**Direction**:
Please revise the rows below by replacing "evenodd" with "nonzero" and keeping everything else the same. Leave the pictures out of your answer.
BEGIN
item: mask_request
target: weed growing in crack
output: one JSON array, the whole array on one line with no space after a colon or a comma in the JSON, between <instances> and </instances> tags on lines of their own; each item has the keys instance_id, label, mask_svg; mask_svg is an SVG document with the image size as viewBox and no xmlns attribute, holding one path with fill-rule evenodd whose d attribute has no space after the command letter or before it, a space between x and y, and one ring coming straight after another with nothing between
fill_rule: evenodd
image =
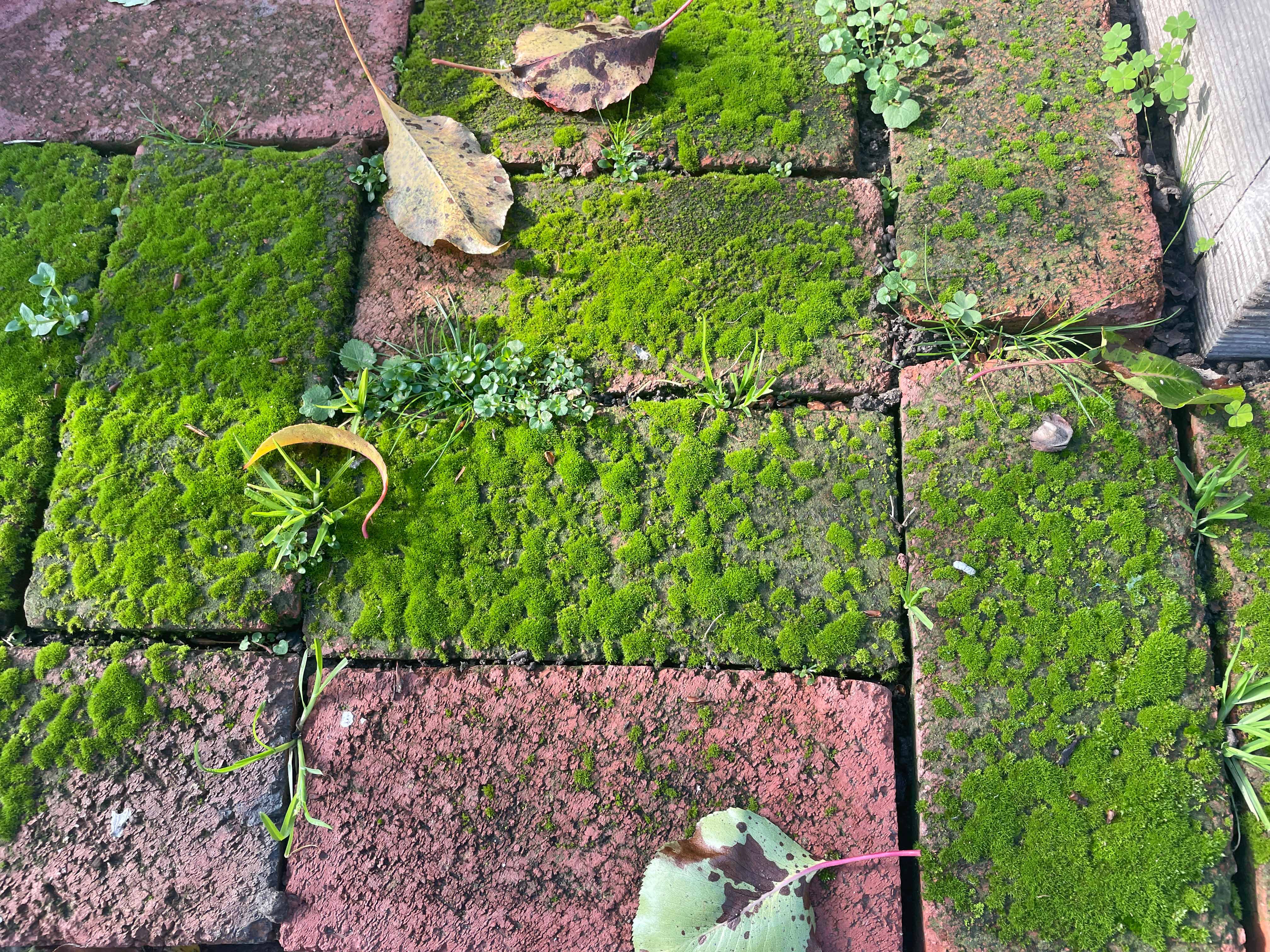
END
**Full output**:
item: mask_request
target: weed growing in crack
output: one JSON array, the whole array on one line with no space after a colon or a comma in the JSON, between <instances> and </instances> tags on lines of their own; each item has the keys instance_id, label, mask_svg; mask_svg is an SVG document with the image size as viewBox and no xmlns attribute, holding one path with fill-rule nonzero whose d attribute has no space after the command letter or before it, a space between x and y, and one ring coming straight after another with nothing between
fill_rule: nonzero
image =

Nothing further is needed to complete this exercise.